Les personnages romanesques sont
légion à voir leur vie bouleversée.
Dostoïevskiens, kafkaïens ou existentialistes,
ces bouleversements les affectent - du moins depuis la fin
du XIXe siècle - dans leur conscience, tenant les
lecteurs en haleine en faisant de la littérature
un incomparable instrument de connaissance de l'âme
humaine.
Philosophe, Pascal Mercier - pseudonyme
du Bernois Peter Bieri, qui enseigne la philosophie à
Berlin - livre avec "Train de nuit pour Lisbonne"
("Nachtzug nach Lissabon", Hanser, 2004 traduit
par Nicole Casanova et paru en 2006 chez Maren Sell) un
troisième roman structurellement très abouti
dans lequel il fait un usage averti des techniques narratives
pour explorer les profondeurs de l'esprit et du sentiment.
Son "héros", Raimund
Gregorius mène une existence terne et tranquille
de professeur de langues anciennes dans un lycée
de Berne. Erudit infaillible mais sans ambition, vieux garçon
mal vêtu et ponctuel, il est affectueusement surnommé
"Papyrus" par ses collègues et ses étudiants
auprès desquels il jouit d'une certaine popularité
grâce à ses capacités d'écoute
et son respect inné des sensibilités de chacun.
Au hasard d'une rencontre dont la
mise en scène suit un déroulement emprunté
au film mélodramatique - le pont de Kirchenfeld,
la pluie, une femme penchée sur le parapet parlant
avec un accent étranger, un numéro de téléphone
et des feuillets qui s'envolent -, Gregorius va être
amené à découvrir une langue, vivante
cette fois, le portugais, qui le rappellera en quelque sorte
à la vie.
Quête et enquête
Car la rencontre manquée avec
la Portugaise sur un pont de Berne préfigure celle,
réussie cette fois, avec une culture et surtout une
écriture: ce sont les fragments rédigés
dans les années 1970 par un énigmatique médecin
lusitanien, Amadeu de Prado, sur lesquels Gregorius s'arrête
dans une librairie troublé par la sonorité
de cette langue, qui l'incitent à prendre le train
pour Lisbonne afin d'en savoir davantage sur leur auteur.
Placée sous le patronage de
Marc Aurèle ("Car chacun n'a qu'une vie, une
seule, et la tienne est déjà presque achevée
sans que tu aies eu le respect de toi-même"),
sa quête est en réalité aussi une enquête.
D'où l'intérêt à la fois psycho-métaphysique
et narratif du roman de Pascal Mercier.

[DONNÉES FOURNIES]
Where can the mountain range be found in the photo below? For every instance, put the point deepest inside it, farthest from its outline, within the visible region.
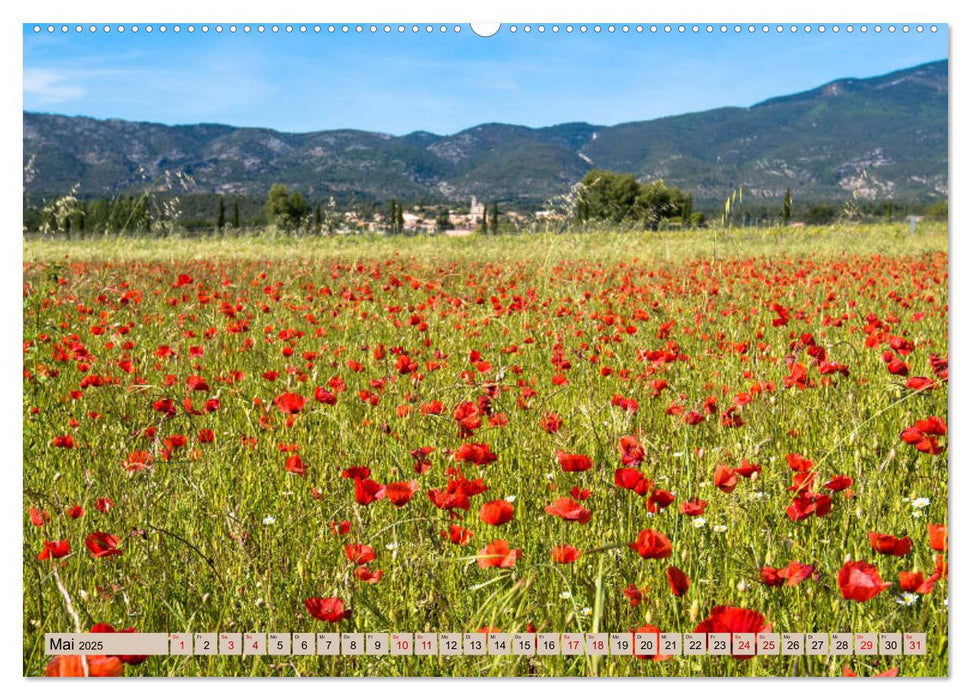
(876, 138)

[EXERCICES ÉCRITS]
1) Traduisez en anglais cette phrase de l'article sur « Train de nuit pour Lisbonne » : « Son "héros", Raimund Gregorius mène une existence terne et tranquille de professeur de langues anciennes dans un lycée de Berne. »
2) Répondez à ces questions d'après l'article sur « Train de nuit pour Lisbonne ».
(a) Quel nom se cache derrière le pseudonyme Pascal Mercier ?
(b) Quel surnom les collègues et les étudiants donnent-ils à Gregorius ?
(c) À quelle décennie Amadeu de Prado a-t-il rédigé ses fragments ?
3) Poursuivez, s'il vous plaît, l'article sur « Train de nuit pour Lisbonne » à partir de sa dernière phrase.

[RÉSULTATS DE L'EXERCICE]
1) His "hero," Raimund Gregorius, leads a dull, quiet life as a teacher of ancient languages at a high school in Bern.

2)
(a) Peter Bieri, un Bernois qui enseigne la philosophie à Berlin.
(b) « Papyrus ».
(c) Les années 1970.

3)
La diversité de son talent
littéraire lui permet en effet de jouer sur plusieurs
niveaux à la fois en insérant des passages
dus à la plume fictive de Prado dans le récit
des découvertes de Gregorius. Histoire d'une reconstitution
biographique ("Etait-il possible que le meilleur chemin
pour s'assurer de soi-même passât par la connaissance
et la compréhension d'un autre?", se demande
Gregorius), Train de nuit pour Lisbonne est ainsi
également un roman de l'introspection sur lequel
plane l'ombre du Passant intégral Bernardo
Soares.
Aux citations de Pessoa et de Montaigne
en épigraphe ("Nous sommes tous de lopins, et
d'une contexture si informe et diverse
") font
écho les fragments qui témoignent des conflits
de conscience et des interrogations existentielles qui ont
hanté Prado, dont Gregorius apprend qu'il était
médecin et qu'il a rejoint la résistance sous
la dictature salazariste à la suite d'un geste mystérieux
qui ne le laisse pas en paix.
Richesse thématique
"Dans tous nos actes et expériences
nous sommes du sable mouvant devant nous-mêmes et
pour nous-mêmes", "N'est-il pas vrai que
ce ne sont pas les hommes qui se rencontrent, mais seulement
les ombres projetées par leurs imaginations",
note par exemple le Portugais, fournissant par là
au professeur de langues anciennes engoncé dans ses
habitudes matière à considérer son
passé comme un acte manqué.
Tous les éléments du
puzzle que Gregorius assemble autour de Prado, tout ce qu'il
apprend de sa famille, de ses amours et de ses amitiés
en prenant contact avec ceux qui l'ont connu finit par former
un miroir dans lequel se reflètent tour à
tour le vide et la grisaille de sa propre vie et les incertitudes
liées aux motivations réelles de sa quête
dans une ville inconnue où il a perdu ses repères
traditionnels.
Habilement entretenu tout au long
du roman, ce contrepoint passé-présent permet
à Pascal Mercier d'explorer une thématique
très vaste allant du problème de l'engagement
politique et de toutes les questions afférentes (loyauté,
trahison, etc.) à celle de la complexité des
rapports familiaux et de la versatilité des êtres.
Au-delà de ce qui sépare
les deux protagonistes de ce roman existe pourtant un absolu
dans lequel ils trouvent refuge, bien que chacun à
sa façon: la langue. De Gregorius lisant la Bible,
ébahi devant la sonorité poétique de
l'hébreu, à Prado tentant d'approcher son
idéal d'ourives das palavras (orfèvre
des mots), les personnages de Pascal Mercier vouent leur
existence aux mots, précisément car "les
choses n'existent vraiment que lorsqu'elles sont saisies
dans des mots".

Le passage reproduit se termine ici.